• Tasks to carry out
a) Check each statement against the weather interview and answer yes or no, quoting the deciding words: (i) He gets most of his forecasting from TV. (ii) He finds radio weather reliable. (iii) Sprayed herbicide must stay on weeds for 24 hours without rain.
b) Reproduce the stretch of the weather interview from "Rain, in particular, affects" through "the average person?".
---------- Selected passage ----------
How do you try and stay ahead of the weather?
“It’s all kind of a guessing game. It’s kind of important I know what’s happening in the next few days. ... Radio weather is pretty awful. I get the majority (of forecasting) off TV. Plus, I have mobile apps on my phone that I can access and see what’s going on in the next couple hours.”
How does being able to forecast the weather affect what you do in the fields?
Greg gave a couple examples. “Well, in the spring you need to know if the ground is dry enough to work. ... And, I need to know if it will be dry enough to spray herbicides. If I spray 100 acres, it needs to be on weeds 12 hours” without any rain to wash it off.
“In the fall, we look at the weather window and try to figure out if we have time to get the crops in. We have ground a distance away and we have to take stuff out there in the fall to harvest,” so it’s good to be able to time it so the equipment is there when it can be put to good use.
Rain, in particular, affects yield. He recalled times when one patch of land just a few miles away from another did much better in a season because rain fell in that area and not another.
How would you describe your relationship with Mother Nature?
“Well, it impacts our livelihood. Mother Nature can be pretty merciless.”
Do you think you’re more in tune with what’s happening with the weather than the average person?
“Yes, a lot more than John Q. Public. But I think that only because we’re so dependent on what the weather will do. I can tell a lot of times what’s going to happen. I can feel the atmosphere, like if it’s going to be a wet day.”
---------- Dataset records ----------
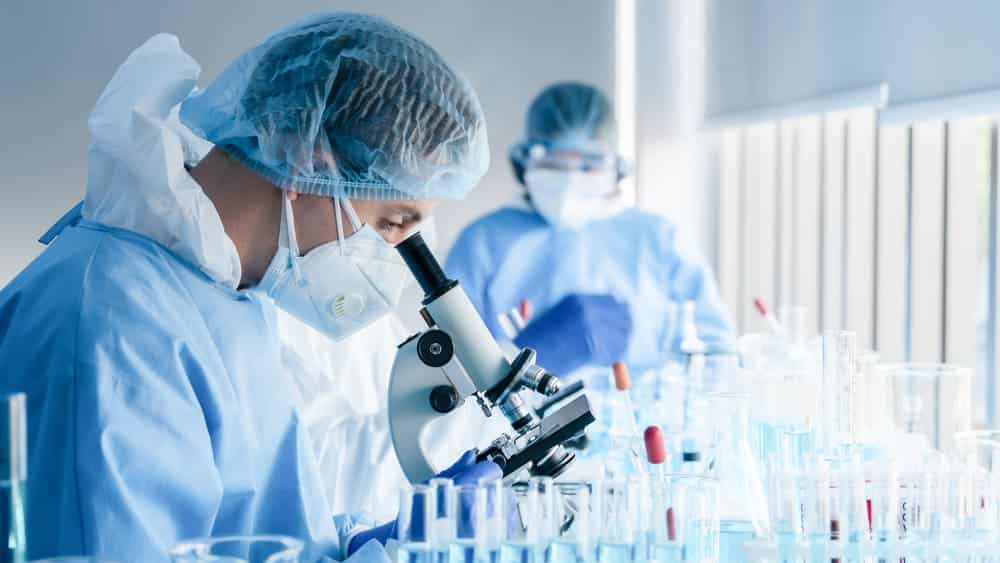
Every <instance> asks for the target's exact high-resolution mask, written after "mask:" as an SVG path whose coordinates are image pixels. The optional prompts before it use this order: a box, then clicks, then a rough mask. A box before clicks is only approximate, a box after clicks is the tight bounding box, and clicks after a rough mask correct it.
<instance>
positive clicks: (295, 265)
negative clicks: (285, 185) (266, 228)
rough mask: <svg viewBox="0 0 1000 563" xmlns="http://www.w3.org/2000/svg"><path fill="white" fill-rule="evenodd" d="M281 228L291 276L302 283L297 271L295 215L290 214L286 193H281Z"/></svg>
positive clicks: (284, 192)
mask: <svg viewBox="0 0 1000 563" xmlns="http://www.w3.org/2000/svg"><path fill="white" fill-rule="evenodd" d="M281 200H282V207H281V228H282V230H283V231H284V235H285V239H286V240H287V241H288V253H289V257H288V259H289V260H290V261H291V262H292V275H293V276H295V281H296V282H300V281H302V272H301V271H300V270H299V240H298V238H297V236H296V234H295V214H294V213H293V212H292V200H291V198H289V197H288V192H284V191H283V192H282V193H281Z"/></svg>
----------
• Answers for this exercise
a)
(i) Yes: "I get the majority (of forecasting) off TV."
(ii) No: "Radio weather is pretty awful."
(iii) No: "it needs to be on weeds 12 hours"

b)
Rain, in particular, affects yield. He recalled times when one patch of land just a few miles away from another did much better in a season because rain fell in that area and not another.
How would you describe your relationship with Mother Nature?
“Well, it impacts our livelihood. Mother Nature can be pretty merciless.”
Do you think you’re more in tune with what’s happening with the weather than the average person?